==== Dataset rows

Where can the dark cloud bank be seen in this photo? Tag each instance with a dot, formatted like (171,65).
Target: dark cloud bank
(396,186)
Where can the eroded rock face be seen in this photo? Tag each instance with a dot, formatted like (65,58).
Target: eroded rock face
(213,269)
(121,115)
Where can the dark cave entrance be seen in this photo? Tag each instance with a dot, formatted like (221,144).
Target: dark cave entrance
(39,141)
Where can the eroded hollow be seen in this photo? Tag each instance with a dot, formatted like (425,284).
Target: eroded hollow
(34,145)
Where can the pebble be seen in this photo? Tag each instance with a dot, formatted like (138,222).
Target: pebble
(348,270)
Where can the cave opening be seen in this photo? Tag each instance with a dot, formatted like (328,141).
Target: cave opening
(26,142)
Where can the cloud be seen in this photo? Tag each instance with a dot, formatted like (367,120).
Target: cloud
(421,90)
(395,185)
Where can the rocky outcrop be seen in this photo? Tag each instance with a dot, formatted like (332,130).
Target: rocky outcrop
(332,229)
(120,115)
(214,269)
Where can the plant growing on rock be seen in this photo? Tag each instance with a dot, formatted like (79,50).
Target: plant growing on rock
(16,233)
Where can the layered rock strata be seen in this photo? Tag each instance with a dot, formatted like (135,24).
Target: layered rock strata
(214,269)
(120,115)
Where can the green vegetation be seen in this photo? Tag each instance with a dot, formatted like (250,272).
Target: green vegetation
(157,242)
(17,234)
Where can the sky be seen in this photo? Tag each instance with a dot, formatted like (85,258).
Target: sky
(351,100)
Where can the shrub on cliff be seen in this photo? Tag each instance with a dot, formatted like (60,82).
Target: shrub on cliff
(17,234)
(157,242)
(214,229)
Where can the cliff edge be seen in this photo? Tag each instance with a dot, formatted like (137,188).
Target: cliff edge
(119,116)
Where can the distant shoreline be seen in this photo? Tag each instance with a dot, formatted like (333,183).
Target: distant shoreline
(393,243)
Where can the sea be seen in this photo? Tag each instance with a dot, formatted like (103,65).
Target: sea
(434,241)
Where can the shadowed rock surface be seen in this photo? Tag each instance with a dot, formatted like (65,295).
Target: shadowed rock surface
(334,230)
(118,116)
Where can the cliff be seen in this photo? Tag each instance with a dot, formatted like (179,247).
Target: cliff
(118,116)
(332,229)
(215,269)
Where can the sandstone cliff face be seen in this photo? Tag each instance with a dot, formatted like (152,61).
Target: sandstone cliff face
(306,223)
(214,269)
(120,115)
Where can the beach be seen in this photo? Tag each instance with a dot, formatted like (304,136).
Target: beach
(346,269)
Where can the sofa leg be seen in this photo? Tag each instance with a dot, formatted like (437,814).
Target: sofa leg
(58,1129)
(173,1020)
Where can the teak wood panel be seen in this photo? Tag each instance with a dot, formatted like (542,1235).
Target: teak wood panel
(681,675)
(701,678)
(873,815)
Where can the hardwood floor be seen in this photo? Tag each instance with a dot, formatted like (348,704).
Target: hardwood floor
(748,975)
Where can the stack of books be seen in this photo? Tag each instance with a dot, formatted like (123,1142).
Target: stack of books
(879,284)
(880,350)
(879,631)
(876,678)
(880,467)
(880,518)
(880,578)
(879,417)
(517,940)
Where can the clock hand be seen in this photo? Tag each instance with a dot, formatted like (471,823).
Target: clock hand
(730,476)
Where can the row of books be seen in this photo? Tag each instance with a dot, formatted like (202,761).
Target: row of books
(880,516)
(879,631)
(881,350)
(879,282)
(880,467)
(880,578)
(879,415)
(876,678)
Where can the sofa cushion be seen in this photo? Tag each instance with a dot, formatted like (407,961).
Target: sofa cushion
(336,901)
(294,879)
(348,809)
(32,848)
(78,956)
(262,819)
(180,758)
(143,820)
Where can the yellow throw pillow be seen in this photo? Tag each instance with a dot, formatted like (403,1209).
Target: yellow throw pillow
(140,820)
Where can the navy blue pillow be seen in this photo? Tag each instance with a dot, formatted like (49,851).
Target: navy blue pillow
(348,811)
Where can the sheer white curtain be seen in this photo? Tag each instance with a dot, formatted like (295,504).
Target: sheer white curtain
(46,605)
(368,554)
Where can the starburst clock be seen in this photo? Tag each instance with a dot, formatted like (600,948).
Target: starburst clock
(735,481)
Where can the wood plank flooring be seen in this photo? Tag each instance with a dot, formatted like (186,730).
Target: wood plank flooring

========

Problem details. Each record above should be returned exactly as it appears.

The result.
Where can the dark cloud bank be seen in this photo? Tag each instance with a dot, formatted like (171,65).
Target: dark cloud bank
(396,186)
Where can the eroded rock face be seen in this photo? Tag each instance with a dot, formatted like (65,58).
Target: eroded rock face
(213,269)
(121,115)
Where can the dark cave entrance be seen in this photo? Tag each instance with a dot, formatted like (221,144).
Target: dark cave entrance
(39,141)
Where can the eroded hollow be seen in this photo? Tag each instance with a dot, formatted like (425,284).
Target: eroded hollow
(34,145)
Where can the pebble be seen in this photo? Tag each instance with a dot, formatted like (138,222).
Target: pebble
(348,270)
Where can the cave opening be seen in this photo? Tag each instance with a dot, formatted like (328,141).
Target: cave opening
(26,142)
Where can the cloud be seen in this photo? Tag each instance with a dot, formatted like (367,120).
Target: cloud
(421,90)
(395,185)
Where can the rocky outcrop be seen in this photo? Tag each instance with a dot, formatted like (332,130).
Target: rocky outcrop
(332,229)
(120,115)
(214,269)
Where can the plant growing on rock be seen in this photo? Tag each instance with a dot, formatted like (79,50).
Target: plant growing on rock
(16,233)
Where can the layered rock strata be seen in this photo? Tag each instance with a dot, formatted like (135,24).
Target: layered rock strata
(214,269)
(120,115)
Where can the green vegetation be seen in this photo? Tag each instance with a dot, formatted like (250,272).
Target: green vegetation
(157,242)
(17,234)
Where can the sky be seen in this photo? Tag each instance with a dot, formatted like (85,258).
Target: sky
(351,100)
Where can the shrub on cliff be seen in this photo? Tag each instance with a dot, formatted like (60,82).
Target: shrub on cliff
(17,234)
(157,242)
(214,229)
Where can the cliff edge be seen in this photo? Tag each instance with a dot, formatted like (137,188).
Target: cliff edge
(119,116)
Where can the distant shoreline be seen in this photo? Tag each instance with a dot, formatted like (333,183).
Target: distant shoreline
(393,243)
Where can the sea be seen in this photo? Tag each instance with a dot, formatted like (103,65).
Target: sea
(434,241)
Where can the shadowed rock surface be seen in this photo? Tag each instance with a dot, formatted like (65,295).
Target: shadowed rock surface
(334,230)
(118,116)
Where can the cliff be seen in this photo? Tag each instance with a dot, formatted like (179,247).
Target: cliff
(118,116)
(332,229)
(215,269)
Where can the sandstone cliff face be seen in this photo? Tag each instance with a dot, formatted like (152,61).
Target: sandstone cliff face
(306,223)
(214,269)
(120,115)
Where can the beach be seen in this photo? Tag each instance with a dot, formatted like (304,136).
Target: beach
(346,269)
Where can the sofa leg be seen in this photo? Tag each instance with a dot, formatted like (437,814).
Target: sofa leg
(58,1129)
(173,1020)
Where can the teak wood panel be seen in this photo? Tag each instance with a dot, formatted like (542,1235).
Target: teak wood panel
(681,675)
(701,678)
(873,815)
Where can the hardwood floor be seen in this photo? Tag each instance with a dot, formatted like (348,704).
Target: hardwood floor
(748,975)
Where can the stack of books be seen in this photo? Tag each instance with a dot, formatted like (123,1142).
Target: stack of books
(879,284)
(880,350)
(879,631)
(876,678)
(880,467)
(880,518)
(880,578)
(879,417)
(517,940)
Where can the clock hand be seen in this photo? Tag each instance with a dot, formatted like (471,823).
Target: clock hand
(730,476)
Where can the row of books be seen in this photo? Tag each instance with a dot, formatted like (202,761).
Target: row of books
(880,516)
(879,631)
(881,350)
(879,282)
(880,467)
(880,578)
(879,415)
(876,678)
Where can the sofa cushion be seen in this photo? Tag each instance with a dot, formatted like (407,961).
Target: sofa cushion
(336,901)
(294,879)
(348,809)
(32,848)
(78,956)
(262,819)
(180,758)
(143,820)
Where can the yellow throw pillow be seen in this photo? Tag each instance with a dot, formatted like (403,1209).
Target: yellow throw pillow
(140,820)
Where can the navy blue pillow be seen in this photo? Tag each instance with a dot, formatted like (49,851).
Target: navy blue pillow
(348,811)
Where can the sheer white curtain be seen in this photo? Tag each instance with a dot, formatted like (295,504).
Target: sheer white curtain
(46,605)
(368,554)
Where can the starburst clock be seen in this photo? Tag each instance with a dot, formatted like (600,948).
Target: starburst clock
(735,481)
Where can the wood plank flooring be seen in this photo? Tag each instance with a dot, formatted like (186,730).
Target: wood plank flooring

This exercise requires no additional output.